* **Written tasks**
A - According to the book review, what is the name of the original singer whom the band Cat-o-Nine-Tails dumps?
B - Return the passage of the book review starting with "Lucifer Sam was" and going on through "the late 1980s.", copied word for word.

“For those about to rock, we salute you LEO DARKE!”
LUCIFER SAM BY LEO DRAKE - BOOK REVIEW
“For those about to rock, we salute you” must be one of the most famous calls to arms in the long and hallowed history of heavy metal and I would formally request AC/DC elongate their legendary set-closer to “For those about to rock, we salute you LEO DARKE!” Why? Lucifer Sam is both one of the dumbest and finest odes to heavy metal, the dark arts and horror I have read in a long time. There are more musical references than you can poke a stick at, and believe it or not, even the long dead cult heroes Sid Vicious (Sex Pistols), Stiv Bators (Dead Boys), Philthy Animal (Motorhead) and Brian Jones (Rolling Stones) make fantastic guest appearances, from beyond the grave, in an all-dead supergroup towards the end of the novel. Things do not get any better than Sid mixing it up with Philthy!
Lucifer Sam was a metal-heads dream boat of a book and it is unlikely anyone else will enjoy it so much as lifelong fans of loud guitars, as the multitude of sly references and jokes were a joy to behold. Heavy metal has always been particularly self-referential and many bands have enjoyed poking fun at themselves, rivals or their fans. Lucifer Sam really runs with this idea and has a lot of fun in turning it into a horror novel which plays upon heavy metal’s oldest cliché; that it is the music of the Devil. Since Ozzy sang “Generals gathered in their masses, just like witches at black masses” metal has never broken away from this idea and so we are introduced to an incredibly successful, and very mainstream metal band, called ‘Cat-o-Nine-Tails’ (CoNT) who have been going since the late 1980s.
Although CoNT have a massive following they are dismissed by the critics for their very safe and radio friendly style of heavy metal. Crucial to the story, CoNT dump their original singer, Ray Startling, after the initial success of their debut album which was a wild cross between punk and metal. Ray was also a nutter, a truly charismatic frontman, and due to his unpredictability is sacked and given a payoff. Future albums released by CoNT becomes softer, bland, but incredibly popular. Ray, meantime, disappears into the bottle and obscure cult status. Reading this part of the novel you may well be thinking of real metal bands who dumped their original singers after their debut album and went on to have huge success. I could think of a couple. But I’ll leave you to come up with your own conclusions…..

* **Supplied data**
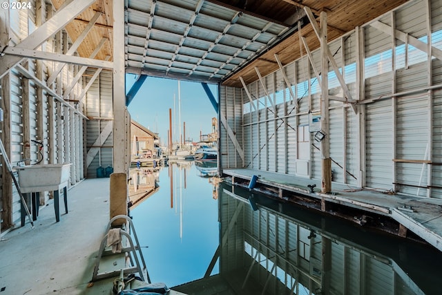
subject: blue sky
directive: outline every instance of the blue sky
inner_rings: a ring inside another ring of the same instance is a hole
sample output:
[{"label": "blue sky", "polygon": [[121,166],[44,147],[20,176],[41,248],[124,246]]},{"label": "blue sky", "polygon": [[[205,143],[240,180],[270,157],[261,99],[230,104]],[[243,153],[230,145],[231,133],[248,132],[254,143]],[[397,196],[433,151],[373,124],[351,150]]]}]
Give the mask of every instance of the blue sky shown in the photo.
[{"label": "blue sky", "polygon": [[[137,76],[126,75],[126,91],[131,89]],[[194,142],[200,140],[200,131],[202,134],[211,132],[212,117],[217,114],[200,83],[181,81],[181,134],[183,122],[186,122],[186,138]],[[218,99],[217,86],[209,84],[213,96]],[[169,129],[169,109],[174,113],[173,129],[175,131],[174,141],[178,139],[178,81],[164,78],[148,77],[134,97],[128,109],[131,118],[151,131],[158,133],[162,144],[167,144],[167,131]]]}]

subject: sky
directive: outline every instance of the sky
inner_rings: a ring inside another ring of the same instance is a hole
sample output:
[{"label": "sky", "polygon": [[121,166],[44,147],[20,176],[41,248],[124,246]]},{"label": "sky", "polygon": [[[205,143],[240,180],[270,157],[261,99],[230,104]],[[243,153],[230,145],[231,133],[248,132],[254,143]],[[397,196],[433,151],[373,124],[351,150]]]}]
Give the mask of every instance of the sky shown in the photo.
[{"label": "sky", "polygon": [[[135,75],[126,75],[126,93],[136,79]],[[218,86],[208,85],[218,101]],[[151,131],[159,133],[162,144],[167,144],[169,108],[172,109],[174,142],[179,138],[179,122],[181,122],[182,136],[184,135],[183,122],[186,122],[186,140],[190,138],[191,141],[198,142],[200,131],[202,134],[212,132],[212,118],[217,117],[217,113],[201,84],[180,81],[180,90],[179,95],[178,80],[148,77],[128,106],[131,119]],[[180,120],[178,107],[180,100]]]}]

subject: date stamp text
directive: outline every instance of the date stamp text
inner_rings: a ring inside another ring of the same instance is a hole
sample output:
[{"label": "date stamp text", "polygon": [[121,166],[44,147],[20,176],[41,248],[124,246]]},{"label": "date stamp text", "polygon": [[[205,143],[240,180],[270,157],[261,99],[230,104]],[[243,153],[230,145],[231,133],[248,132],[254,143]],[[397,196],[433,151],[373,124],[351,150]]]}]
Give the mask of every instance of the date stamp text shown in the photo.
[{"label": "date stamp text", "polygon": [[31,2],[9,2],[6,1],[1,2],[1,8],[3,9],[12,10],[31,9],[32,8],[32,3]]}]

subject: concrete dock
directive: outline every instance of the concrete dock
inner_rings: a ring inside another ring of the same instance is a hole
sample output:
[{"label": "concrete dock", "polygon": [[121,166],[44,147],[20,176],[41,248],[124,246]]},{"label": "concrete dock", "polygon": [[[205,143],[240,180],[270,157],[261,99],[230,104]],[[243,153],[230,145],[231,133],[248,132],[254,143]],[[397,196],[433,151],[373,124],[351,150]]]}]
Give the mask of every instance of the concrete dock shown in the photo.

* **Final results**
A - Ray Startling

B -
Lucifer Sam was a metal-heads dream boat of a book and it is unlikely anyone else will enjoy it so much as lifelong fans of loud guitars, as the multitude of sly references and jokes were a joy to behold. Heavy metal has always been particularly self-referential and many bands have enjoyed poking fun at themselves, rivals or their fans. Lucifer Sam really runs with this idea and has a lot of fun in turning it into a horror novel which plays upon heavy metal’s oldest cliché; that it is the music of the Devil. Since Ozzy sang “Generals gathered in their masses, just like witches at black masses” metal has never broken away from this idea and so we are introduced to an incredibly successful, and very mainstream metal band, called ‘Cat-o-Nine-Tails’ (CoNT) who have been going since the late 1980s.